GIVEN PROBLEM:
Rewrite the listing from the line holding "the rippled water" through its last line, both included, adjusting every point coordinate by adding 111 and leaving all other lines unchanged.

GIVEN DATA:

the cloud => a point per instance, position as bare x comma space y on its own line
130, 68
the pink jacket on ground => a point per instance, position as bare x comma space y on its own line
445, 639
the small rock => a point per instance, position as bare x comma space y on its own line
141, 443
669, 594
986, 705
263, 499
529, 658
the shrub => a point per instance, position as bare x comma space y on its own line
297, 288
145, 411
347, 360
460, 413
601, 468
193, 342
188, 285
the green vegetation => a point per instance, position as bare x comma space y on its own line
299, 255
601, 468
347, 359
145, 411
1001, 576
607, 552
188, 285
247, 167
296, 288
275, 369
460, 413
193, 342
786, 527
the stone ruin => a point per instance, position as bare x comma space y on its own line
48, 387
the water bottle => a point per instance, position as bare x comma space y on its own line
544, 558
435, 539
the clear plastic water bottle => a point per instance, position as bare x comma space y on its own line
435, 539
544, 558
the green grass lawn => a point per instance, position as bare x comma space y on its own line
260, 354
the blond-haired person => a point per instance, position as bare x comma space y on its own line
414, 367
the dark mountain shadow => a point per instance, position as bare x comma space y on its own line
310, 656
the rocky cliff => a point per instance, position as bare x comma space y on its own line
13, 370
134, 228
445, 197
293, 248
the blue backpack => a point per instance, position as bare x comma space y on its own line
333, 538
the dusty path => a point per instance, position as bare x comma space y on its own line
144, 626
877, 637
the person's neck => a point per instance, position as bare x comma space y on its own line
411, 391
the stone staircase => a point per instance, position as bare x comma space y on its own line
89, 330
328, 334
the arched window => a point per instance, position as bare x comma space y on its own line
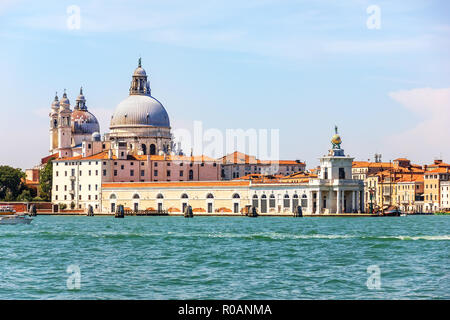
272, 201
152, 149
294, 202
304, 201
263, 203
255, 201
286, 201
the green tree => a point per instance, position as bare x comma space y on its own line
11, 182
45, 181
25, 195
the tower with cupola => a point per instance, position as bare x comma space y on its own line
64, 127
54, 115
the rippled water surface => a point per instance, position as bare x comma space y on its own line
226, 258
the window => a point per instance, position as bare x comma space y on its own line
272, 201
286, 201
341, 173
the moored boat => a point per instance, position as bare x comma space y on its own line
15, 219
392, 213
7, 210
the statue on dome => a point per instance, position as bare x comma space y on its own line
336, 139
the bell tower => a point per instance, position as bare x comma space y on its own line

FULL OUTPUT:
the rippled water surface => a point per instance, position as bare x comma space y on its own line
337, 369
the window => a point per instance, position as bare x comma space y on its own line
383, 312
397, 312
452, 284
the moored boat => a point per instance, position as bare x comma space y on its own line
126, 330
503, 324
118, 321
the statue on dome => a point per instance, position as bare x comma space y on its own line
447, 250
the bell tower => a point per instance, position as bare x comma space y on its own line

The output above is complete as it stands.